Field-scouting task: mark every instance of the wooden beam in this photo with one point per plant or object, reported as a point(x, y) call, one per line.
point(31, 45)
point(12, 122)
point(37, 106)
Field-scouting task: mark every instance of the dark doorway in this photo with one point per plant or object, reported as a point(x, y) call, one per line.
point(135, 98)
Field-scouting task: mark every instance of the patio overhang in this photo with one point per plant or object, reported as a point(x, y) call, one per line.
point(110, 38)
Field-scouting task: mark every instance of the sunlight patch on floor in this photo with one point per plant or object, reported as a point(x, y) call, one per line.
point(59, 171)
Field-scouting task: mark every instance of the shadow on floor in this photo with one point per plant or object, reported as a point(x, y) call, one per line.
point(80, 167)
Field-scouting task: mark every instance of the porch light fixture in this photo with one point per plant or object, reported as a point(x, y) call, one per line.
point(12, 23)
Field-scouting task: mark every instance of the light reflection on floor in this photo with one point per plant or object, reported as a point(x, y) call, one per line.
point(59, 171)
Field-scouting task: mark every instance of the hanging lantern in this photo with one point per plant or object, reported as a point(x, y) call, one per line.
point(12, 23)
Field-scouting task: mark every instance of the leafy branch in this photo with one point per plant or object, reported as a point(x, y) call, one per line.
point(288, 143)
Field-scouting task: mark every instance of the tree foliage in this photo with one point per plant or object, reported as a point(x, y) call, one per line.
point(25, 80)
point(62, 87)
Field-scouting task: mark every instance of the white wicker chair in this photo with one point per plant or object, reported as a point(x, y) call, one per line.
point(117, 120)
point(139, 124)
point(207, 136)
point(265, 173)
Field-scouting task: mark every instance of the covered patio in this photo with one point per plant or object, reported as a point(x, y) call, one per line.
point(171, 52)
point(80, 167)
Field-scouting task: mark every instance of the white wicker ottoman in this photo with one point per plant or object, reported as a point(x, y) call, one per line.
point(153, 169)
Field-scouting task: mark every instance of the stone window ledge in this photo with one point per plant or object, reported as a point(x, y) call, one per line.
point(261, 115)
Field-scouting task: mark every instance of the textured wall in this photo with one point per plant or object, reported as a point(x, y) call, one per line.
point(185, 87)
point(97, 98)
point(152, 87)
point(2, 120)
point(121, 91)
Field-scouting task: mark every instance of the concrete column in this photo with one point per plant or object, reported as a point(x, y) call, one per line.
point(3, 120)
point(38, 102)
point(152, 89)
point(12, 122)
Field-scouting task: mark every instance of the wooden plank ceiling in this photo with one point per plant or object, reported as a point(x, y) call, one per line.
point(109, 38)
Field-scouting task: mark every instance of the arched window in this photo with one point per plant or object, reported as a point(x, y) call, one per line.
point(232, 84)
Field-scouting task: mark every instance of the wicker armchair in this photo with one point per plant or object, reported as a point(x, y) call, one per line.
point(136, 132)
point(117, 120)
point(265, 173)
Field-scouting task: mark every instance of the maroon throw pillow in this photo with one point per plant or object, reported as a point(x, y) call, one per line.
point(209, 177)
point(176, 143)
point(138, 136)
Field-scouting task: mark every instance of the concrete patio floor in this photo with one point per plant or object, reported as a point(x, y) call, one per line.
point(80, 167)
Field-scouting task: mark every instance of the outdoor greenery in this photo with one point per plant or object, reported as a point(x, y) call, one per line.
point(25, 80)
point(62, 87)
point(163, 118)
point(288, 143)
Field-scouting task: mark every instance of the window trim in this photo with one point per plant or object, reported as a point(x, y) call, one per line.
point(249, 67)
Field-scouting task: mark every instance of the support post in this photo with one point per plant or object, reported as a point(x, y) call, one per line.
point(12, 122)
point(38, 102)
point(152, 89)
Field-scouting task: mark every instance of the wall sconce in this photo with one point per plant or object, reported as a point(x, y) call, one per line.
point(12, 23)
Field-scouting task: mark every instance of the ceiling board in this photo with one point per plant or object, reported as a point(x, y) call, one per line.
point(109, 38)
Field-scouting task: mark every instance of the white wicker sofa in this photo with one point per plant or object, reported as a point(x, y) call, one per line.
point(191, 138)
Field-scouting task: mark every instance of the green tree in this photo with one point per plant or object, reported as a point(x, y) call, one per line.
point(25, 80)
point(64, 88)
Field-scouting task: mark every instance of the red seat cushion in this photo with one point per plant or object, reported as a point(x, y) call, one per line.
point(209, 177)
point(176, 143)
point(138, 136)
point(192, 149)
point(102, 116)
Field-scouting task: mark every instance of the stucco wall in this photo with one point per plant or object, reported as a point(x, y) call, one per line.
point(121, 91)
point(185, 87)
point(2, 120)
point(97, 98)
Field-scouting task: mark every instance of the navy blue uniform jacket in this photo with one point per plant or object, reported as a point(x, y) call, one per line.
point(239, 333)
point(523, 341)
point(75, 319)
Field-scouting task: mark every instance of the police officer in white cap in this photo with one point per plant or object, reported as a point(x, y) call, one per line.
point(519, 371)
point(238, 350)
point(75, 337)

• • • •

What you have to do :: Lay out the records as a two-column CSV with the columns "instruction" and "points," one row per record. Start at the record containing "Field-scouting task: mark every instance of the ceiling" and end at the last record. Put each field in double quotes and replace any line breaks inside it with spaces.

Written reply ::
instruction,points
"Field-scouting task: mark every instance of the ceiling board in this photo with one point per plant or object, reported as a point(x, y) call, one per line.","point(109, 38)"
"Field-scouting task: mark every instance of the white wicker sofa in this photo with one point per plant or object, reported as a point(x, y) call, one per line.","point(191, 138)"
"Field-scouting task: mark every instance of the green tree in this photo with one point per plant or object, reported as a point(x, y) call, one per line.","point(25, 80) point(64, 88)"
"Field-scouting task: mark every instance of the red seat cushion in this photo with one point per plant or object, reported as a point(x, y) call, one per line.","point(209, 177) point(176, 143) point(138, 136) point(192, 149) point(102, 116)"
"Field-scouting task: mark every instance of the stucco wall in this photo with one point per plant or object, reported as a point(x, y) call, one per line.","point(121, 91) point(185, 87) point(2, 120) point(97, 98)"
"Field-scouting task: mark every instance of the navy blue uniform jacket in this photo with one point per plant or object, reported as a point(x, y) call, one per line.","point(239, 333) point(523, 341) point(75, 319)"
"Field-scouting task: mark every instance of the police officer in white cap in this photo with one point per plant or object, reported as a point(x, y) call, one per line.","point(519, 371) point(238, 350) point(75, 337)"